START Dataset entries

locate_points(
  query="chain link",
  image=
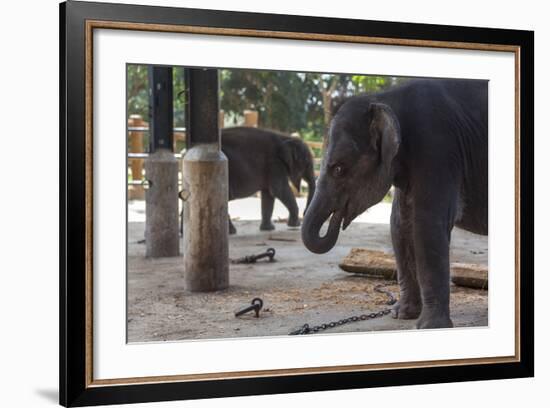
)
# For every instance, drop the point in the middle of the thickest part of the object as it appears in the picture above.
(306, 329)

END Dataset entries

_What is expected_: Once the pictures are set aside, retype the rest of the listing exactly.

_Exercise solution_:
locate_points(
  query="chain link",
  image=
)
# For every instance, drop the point in the middle of the thickest part of the object as it appears in the picture above.
(306, 329)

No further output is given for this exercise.